Dimanche Ouest France (Côtes-d'Armor)
Ils créent des décors d’expositions en seconde main
L’initiative. C’est le pari d’Alexandra Le Gros et Kévin Lemétayer, deux jeunes associés à la Volumerie de Broons : faire des décors d’expositions avec des matériaux jetés par les musées eux-mêmes.
La scène les a choqués. Une grande benne avec les restes d’une exposition temporaire au musée de Bretagne. « On a demandé si on pouvait se servir et on l’a fait », lance Alexandra, à la tête de l’atelier de scénographie la Volumerie, à Broons. Elle était venue installer un de ses premiers décors d’expositions avec son associé Kévin Lemétayer. Ils sont repartis avec des matériaux et une idée.
Depuis ce jour de 2017, ils ne conceptualisent et réalisent que des créations, des décors d’expositions aux mobiliers, en passant par l’aménagement de lieux originaux, avec les modules habituellement jetés par les musées. Une première dans le monde dans lequel ils évoluent.
« Des Robins des bois »
Cette décision ne rend pas leur travail plus facile. « Les matériaux neufs sont calibrés, donc les logiciels font quasiment tous les calculs. Nous, on doit constamment s’adapter car on fait avec ce que l’on a. » Mais ça stimule le binôme de créateurs. « On apprend tout le temps, il n’y a pas de quotidien, dit en souriant la scénographe. À chaque projet, on reprend
à zéro. »
Malgré les clichés, ce n’est pas non plus moins cher. Les associés doivent louer, en plus de leur hangar de 200 m² dédié à la création, « un espace tampon » de 500 m² dans la commune voisine. Ils y stockent les matériaux récupérés partout en France avant de les réutiliser dans une nouvelle création. « On est comme des Robins des bois, on redistribue les ressources allouées entre les musées », déclare Alexandra Le Gros, en faisant allusion aux subventions souvent supérieures pour la culture dans la capitale.
Le pari a fini par payer au moment de l’épidémie de Covid-19 en 2020. Le premier déconfinement a eu lieu en mai, quelques semaines avant les traditionnelles expositions temporaires d’été. « On avait signé des contrats avant les restrictions et on a pu les honorer parce que nous avions
les matériaux alors que les autres subissaient les pénuries. »

## Documents fournis
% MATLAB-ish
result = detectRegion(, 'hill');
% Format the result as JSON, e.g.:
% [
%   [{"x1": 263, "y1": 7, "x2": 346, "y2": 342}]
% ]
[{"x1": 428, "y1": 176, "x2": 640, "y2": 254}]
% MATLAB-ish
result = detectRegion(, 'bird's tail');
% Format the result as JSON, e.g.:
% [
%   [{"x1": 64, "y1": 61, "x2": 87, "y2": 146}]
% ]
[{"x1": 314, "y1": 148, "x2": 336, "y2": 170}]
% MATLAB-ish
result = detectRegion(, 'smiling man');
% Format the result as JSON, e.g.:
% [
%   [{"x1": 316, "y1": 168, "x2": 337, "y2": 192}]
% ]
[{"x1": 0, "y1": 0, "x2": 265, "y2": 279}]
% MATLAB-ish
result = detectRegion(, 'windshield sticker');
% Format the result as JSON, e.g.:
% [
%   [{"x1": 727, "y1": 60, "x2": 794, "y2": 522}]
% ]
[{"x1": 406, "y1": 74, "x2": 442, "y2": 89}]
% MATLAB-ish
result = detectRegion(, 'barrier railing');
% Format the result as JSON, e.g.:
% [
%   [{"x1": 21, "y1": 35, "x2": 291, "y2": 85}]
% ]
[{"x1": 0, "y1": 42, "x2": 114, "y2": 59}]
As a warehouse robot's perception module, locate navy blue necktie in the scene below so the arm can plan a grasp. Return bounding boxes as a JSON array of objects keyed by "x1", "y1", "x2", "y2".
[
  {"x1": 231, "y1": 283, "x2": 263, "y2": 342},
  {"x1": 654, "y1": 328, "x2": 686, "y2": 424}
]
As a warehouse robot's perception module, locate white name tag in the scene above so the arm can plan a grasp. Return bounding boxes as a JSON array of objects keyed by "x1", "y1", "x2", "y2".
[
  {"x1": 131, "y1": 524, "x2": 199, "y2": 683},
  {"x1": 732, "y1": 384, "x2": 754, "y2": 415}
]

## Consignes de travail
(1) Les affirmations suivantes concordent-elles avec l'article sur les décors d'expositions en seconde main ? (a) Les matériaux récupérés sont stockés dans un espace de 500 m² situé dans la commune voisine. (b) Travailler avec des matériaux récupérés revient moins cher. (c) Pendant les pénuries de 2020, les deux associés ont dû renoncer à leurs contrats. Répondez par oui ou par non à chacune, en citant les mots décisifs du texte.
(2) Reprenez l'article sur les décors d'expositions en seconde main à la suite de sa dernière phrase et poursuivez-le.

## Résultats attendus
(1)
(a) Oui : « de 500 m² dans la commune voisine ».
(b) Non : « ce n’est pas non plus moins cher ».
(c) Non : « on a pu les honorer parce que nous avions les matériaux alors que les autres subissaient les pénuries ».

(2)
Un nouveau métier
Depuis, la Volumerie est passée de deux à dix personnes. Certaines ont un métier totalement inédit. « On a deux valoristes : ils sont chargés de récupérer la matière, la stocker et avoir une vue d’ensemble sur l’inventaire pour dire ce que l’on peut faire ou non », détaille Alexandra Le Gros.
Malgré des fiches de postes définies, tout le monde touche à tout. « Les menuisiers font de la 3D, les scénographes ont des bases en menuiserie… », raconte-t- elle. Essentiel pour communiquer et comprendre les contraintes des uns et des autres pendant la réalisation d’un projet.
Très utile, aussi, en ce mois de janvier. Car la joyeuse bande s’attelle à
un projet totalement différent de celui de son quotidien. « Nous sommes en train de réaménager les espaces à côté du hangar pour y amener nos bureaux auparavant installés à Rennes. » Ce lieu va permettre de réunir toutes les équipes, mais aussi être un showroom pour leurs futurs clients : « On va créer, avec nos matériaux, des meubles qui représenteront notre style. »
Pour ce chantier où règne seconde main et entraide, la Volumerie avait fait appel à un financement participatif et a collecté 5 600 €. « On a aussi obtenu des soutiens moraux », raconte Alexandra Le Gros.
L’atelier, qui ouvre déjà tous les vendredis soir ses portes pour prêter ses outils, va organiser un chantier participatif pendant l’été, afin de finir les travaux.